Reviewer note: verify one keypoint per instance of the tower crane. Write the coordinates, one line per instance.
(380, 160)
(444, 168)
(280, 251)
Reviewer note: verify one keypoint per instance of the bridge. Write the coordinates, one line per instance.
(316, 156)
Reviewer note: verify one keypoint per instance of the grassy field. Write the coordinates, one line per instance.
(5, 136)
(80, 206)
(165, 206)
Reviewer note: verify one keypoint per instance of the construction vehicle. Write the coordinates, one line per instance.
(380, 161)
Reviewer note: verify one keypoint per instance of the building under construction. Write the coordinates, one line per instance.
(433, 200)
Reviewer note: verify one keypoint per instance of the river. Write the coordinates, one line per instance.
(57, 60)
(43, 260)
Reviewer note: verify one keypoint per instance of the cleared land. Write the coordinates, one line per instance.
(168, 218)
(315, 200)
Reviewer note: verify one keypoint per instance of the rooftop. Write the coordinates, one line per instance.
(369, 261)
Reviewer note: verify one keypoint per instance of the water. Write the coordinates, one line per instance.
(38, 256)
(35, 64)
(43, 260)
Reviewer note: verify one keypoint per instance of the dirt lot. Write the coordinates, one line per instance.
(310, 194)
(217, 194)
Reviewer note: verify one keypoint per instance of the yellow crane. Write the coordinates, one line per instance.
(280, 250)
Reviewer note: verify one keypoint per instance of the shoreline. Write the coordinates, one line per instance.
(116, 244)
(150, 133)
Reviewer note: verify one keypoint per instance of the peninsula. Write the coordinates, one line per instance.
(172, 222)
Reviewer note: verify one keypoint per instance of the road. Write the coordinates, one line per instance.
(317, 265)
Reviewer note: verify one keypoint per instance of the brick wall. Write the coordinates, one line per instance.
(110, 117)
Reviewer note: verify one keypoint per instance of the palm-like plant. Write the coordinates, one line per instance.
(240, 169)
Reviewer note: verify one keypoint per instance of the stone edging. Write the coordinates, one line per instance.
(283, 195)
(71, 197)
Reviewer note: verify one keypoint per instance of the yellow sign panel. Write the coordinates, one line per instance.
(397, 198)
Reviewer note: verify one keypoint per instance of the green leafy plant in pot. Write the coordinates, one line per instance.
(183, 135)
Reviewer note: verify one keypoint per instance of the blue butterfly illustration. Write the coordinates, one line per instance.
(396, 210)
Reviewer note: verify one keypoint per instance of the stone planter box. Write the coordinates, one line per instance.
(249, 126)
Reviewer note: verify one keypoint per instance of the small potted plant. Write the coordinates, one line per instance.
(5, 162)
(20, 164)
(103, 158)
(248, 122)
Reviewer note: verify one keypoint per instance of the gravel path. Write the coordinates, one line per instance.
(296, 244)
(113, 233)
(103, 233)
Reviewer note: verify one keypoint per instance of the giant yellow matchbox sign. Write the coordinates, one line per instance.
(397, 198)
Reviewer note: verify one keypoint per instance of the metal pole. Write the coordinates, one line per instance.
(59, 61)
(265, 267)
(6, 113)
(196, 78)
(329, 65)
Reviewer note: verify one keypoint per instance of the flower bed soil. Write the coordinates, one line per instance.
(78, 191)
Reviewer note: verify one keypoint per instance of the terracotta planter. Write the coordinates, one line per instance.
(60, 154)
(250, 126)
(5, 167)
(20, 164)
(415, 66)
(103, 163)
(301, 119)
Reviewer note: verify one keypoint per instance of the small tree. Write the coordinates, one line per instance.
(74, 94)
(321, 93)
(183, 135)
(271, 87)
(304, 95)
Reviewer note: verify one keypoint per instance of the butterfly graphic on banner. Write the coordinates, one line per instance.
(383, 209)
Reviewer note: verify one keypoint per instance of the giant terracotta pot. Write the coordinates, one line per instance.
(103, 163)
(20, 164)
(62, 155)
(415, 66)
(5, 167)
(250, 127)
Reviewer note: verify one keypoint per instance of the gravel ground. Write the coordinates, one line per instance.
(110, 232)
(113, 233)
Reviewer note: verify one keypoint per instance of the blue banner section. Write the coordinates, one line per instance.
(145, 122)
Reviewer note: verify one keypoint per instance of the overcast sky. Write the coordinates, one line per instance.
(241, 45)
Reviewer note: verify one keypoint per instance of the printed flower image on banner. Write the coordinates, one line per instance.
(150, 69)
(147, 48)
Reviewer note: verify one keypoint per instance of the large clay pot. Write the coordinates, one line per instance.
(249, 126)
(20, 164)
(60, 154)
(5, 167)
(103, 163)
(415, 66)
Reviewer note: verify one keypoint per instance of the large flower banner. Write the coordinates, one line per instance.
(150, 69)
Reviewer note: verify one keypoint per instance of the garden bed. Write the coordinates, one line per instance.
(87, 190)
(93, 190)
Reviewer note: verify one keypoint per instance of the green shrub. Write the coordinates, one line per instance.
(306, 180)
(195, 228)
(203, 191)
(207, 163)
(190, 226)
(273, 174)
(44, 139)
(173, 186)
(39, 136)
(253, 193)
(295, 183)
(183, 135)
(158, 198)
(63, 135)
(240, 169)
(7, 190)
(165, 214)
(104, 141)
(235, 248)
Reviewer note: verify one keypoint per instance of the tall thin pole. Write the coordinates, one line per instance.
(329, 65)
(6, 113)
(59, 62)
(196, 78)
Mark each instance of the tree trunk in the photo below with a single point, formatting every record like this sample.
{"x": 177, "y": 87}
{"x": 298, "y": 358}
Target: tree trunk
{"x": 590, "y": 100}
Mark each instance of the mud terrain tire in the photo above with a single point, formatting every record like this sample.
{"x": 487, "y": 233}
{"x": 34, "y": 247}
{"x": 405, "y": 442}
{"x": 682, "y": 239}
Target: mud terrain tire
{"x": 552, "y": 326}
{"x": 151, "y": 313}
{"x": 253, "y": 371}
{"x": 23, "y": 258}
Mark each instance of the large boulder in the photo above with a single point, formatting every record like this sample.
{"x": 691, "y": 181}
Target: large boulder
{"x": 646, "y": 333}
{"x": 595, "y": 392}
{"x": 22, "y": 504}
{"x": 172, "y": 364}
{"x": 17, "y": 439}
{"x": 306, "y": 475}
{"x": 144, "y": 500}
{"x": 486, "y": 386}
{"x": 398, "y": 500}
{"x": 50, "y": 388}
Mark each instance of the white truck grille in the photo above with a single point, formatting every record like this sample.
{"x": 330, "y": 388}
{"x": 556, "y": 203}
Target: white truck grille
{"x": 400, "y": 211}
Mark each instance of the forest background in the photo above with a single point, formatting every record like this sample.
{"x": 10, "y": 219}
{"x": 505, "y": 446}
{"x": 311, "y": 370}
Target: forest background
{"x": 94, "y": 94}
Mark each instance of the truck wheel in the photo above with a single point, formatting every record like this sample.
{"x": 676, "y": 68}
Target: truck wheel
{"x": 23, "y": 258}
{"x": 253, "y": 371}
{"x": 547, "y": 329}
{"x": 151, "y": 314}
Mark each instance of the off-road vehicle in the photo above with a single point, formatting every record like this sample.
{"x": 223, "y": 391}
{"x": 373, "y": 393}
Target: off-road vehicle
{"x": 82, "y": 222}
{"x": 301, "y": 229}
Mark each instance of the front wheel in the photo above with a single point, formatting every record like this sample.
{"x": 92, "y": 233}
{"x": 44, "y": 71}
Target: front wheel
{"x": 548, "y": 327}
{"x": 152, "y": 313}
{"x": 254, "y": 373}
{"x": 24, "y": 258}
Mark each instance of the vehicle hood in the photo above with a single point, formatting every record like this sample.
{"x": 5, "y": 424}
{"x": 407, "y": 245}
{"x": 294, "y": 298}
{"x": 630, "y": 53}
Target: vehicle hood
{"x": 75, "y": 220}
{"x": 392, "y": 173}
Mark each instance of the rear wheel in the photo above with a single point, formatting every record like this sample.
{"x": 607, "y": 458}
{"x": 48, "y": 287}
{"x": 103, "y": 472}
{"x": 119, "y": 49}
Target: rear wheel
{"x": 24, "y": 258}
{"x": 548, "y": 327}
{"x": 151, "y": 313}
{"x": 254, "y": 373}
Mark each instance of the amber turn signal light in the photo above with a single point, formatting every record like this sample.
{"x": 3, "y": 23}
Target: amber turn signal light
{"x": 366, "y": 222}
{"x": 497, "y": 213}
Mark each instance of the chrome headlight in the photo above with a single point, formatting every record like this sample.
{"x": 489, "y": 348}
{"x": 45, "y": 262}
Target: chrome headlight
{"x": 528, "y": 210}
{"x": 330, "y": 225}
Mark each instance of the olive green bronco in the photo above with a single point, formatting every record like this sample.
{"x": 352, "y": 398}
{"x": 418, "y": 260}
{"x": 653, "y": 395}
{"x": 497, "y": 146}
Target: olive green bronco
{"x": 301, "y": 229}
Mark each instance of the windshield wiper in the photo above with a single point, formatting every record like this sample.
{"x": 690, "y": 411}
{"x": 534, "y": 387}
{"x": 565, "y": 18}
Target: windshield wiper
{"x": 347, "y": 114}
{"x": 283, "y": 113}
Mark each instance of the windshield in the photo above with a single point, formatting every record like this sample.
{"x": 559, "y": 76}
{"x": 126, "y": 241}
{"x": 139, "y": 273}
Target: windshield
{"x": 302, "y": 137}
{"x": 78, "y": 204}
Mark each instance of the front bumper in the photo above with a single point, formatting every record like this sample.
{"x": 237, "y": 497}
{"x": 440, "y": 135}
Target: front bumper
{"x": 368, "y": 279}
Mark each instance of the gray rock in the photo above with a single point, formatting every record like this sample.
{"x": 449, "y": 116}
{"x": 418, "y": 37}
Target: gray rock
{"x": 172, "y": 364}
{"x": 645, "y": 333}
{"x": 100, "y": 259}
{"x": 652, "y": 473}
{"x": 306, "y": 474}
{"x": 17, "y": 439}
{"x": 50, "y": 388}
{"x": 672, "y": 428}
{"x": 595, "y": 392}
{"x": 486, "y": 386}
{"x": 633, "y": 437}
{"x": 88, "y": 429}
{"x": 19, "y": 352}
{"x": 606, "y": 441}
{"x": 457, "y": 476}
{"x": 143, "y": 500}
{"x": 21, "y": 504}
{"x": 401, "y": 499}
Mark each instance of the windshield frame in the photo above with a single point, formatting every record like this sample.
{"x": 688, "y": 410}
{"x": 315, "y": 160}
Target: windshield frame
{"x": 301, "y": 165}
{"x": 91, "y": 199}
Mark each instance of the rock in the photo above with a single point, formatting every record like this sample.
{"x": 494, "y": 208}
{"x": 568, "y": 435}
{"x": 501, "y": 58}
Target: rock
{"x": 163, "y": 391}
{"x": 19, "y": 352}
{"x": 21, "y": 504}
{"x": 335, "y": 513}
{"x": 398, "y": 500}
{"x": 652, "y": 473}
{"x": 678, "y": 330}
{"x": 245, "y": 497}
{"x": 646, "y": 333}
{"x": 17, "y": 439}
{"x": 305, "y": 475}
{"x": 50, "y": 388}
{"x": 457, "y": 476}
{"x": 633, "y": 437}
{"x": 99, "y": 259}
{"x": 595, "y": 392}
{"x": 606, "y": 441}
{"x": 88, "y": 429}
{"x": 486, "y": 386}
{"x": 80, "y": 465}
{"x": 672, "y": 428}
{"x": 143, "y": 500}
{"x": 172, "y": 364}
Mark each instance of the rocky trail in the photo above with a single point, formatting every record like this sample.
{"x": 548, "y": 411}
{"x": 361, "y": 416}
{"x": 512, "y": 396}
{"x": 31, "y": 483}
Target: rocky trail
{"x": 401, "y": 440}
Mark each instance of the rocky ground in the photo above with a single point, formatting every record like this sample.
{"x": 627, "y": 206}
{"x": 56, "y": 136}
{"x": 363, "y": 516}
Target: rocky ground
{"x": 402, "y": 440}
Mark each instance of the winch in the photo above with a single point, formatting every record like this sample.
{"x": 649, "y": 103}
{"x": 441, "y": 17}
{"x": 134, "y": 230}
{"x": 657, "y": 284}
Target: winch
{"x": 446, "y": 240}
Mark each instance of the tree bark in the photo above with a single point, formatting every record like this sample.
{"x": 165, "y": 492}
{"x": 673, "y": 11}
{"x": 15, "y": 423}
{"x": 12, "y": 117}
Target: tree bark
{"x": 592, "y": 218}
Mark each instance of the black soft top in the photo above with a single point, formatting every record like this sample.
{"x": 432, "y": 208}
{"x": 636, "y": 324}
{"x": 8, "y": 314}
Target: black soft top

→ **WHAT YOU ARE ASKED TO DO**
Of the records above, copy each line that includes "soft".

→ **TASK RESPONSE**
Mark each instance of the black soft top in the photo above with a single point, formatting every record like this sample.
Target: black soft top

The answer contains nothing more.